» **EXTRACT TO READ**:
----------------

Obamacare’s Small Business Exchange Site Delayed 1 Year

By and Julianna Goldman | December 1, 2013

Small businesses won’t be able to use the federal government’s health insurance website until November 2014 in most U.S. states, the latest delay for the Obama administration’s health-care system overhaul.

Businesses can use brokers or enroll directly with insurers in the meantime, the U.S. Department of Health and Human Services said on a conference call yesterday. The change applies to 36 states where the federal government is running insurance exchanges.

President Barack Obama has been seeking to give consumers and insurers more time to adapt to the Patient Protection and Affordable Care Act as this year’s rollout was beset by missed deadlines, technology outages and public confusion. The National Federation of Independent Business, which represents small companies, said the latest delay isn’t building confidence.

“Small businesses continue to be low on the priority list during the Obamacare implementation process,” said Kevin Kuhlman, manager of legislative affairs for the Nashville, Tennessee-based trade group. “The failure to get the small business exchanges online adds yet another onerous paperwork requirement for job creators.”

----------------

Natural-language object grounding records:
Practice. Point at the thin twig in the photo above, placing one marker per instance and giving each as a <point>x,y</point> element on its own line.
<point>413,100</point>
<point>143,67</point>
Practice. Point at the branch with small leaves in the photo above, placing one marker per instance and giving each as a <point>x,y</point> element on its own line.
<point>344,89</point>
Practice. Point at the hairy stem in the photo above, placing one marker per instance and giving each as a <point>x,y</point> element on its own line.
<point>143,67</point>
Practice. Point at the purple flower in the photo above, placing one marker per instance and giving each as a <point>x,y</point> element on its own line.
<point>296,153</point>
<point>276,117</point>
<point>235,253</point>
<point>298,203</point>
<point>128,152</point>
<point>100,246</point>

----------------

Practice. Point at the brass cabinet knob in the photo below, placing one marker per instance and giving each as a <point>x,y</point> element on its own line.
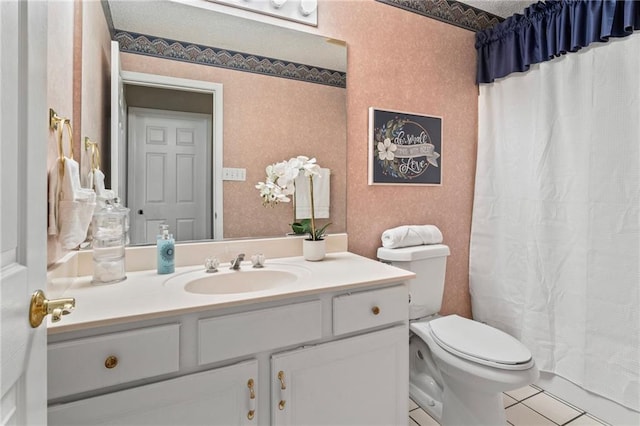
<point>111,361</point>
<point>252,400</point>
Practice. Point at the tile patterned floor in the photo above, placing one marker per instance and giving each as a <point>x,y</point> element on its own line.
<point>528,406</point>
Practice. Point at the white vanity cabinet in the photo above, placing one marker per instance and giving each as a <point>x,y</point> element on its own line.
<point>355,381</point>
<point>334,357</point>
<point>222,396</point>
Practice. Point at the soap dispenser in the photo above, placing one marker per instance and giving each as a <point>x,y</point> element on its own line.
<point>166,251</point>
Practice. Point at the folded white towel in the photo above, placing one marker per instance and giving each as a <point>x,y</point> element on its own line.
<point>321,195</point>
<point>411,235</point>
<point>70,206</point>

----------------

» **TASKS FOR THIS EXERCISE**:
a: Rewrite the passage of the article on the small business exchange delay between "Small businesses won’t" and "health-care system overhaul.", inclusive, swapping "website" for "portal".
b: Extend the article on the delayed small business exchange site, picking up after its final sentence.

» **ANSWERS BELOW**:
a:
Small businesses won’t be able to use the federal government’s health insurance portal until November 2014 in most U.S. states, the latest delay for the Obama administration’s health-care system overhaul.

b:
The exchanges for small businesses, available for companies with 50 or fewer full-time workers, had already been delayed from a scheduled Oct. 1, 2013, start. Republicans seized on yesterday’s announcement as more evidence that the Obama administration had been unable to meet its own timetable for the president’s signature domestic policy initiative.

‘Piecemeal Delays’

“Piecemeal delays and working outside of Congress to issue regulations does nothing to solve the fact that this law remains a tremendous failure that still, two months into open enrollment, is not even 80 percent operational,” said U.S. Representative Fred Upton, the Michigan Republican who is chairman of the House Energy and Commerce Committee, in a statement.

Businesses will still be able to shop for plans at the federal website healthcare.gov beginning in December, they just won’t be able to sign up their employees using the system. The change may have a minimal effect since many small businesses already rely on agents and brokers for insurance, Julie Bataille, a spokeswoman for the Centers for Medicare and Medicaid Services told reporters on a conference call.

“The particular mechanism we have outlined today in many cases is very familiar to the small business community and is something that will work for them,” she said.

Website Crashes

The change in the small business provision was announced a day before the U.S. Thanksgiving holiday as the government seeks to complete a two-month rush to fix flaws in the healthcare.gov insurance exchange for individuals. The website was prone to error messages, slow loading and outages when it debuted Oct. 1.

While 106,185 people were able to select private plans through those government exchanges last month, almost 1 million more abandoned the application process before choosing a plan. Jeffrey Zients, the economic adviser that Obama asked to help fix the website, said the exchange will work smoothly by the end of November.

The online exchanges are the core of the Affordable Care Act’s promise of extending medical coverage to most of the nation’s 48 million uninsured. The federal website covers 36 states while the other 14 states and Washington, D.C., created their own exchanges.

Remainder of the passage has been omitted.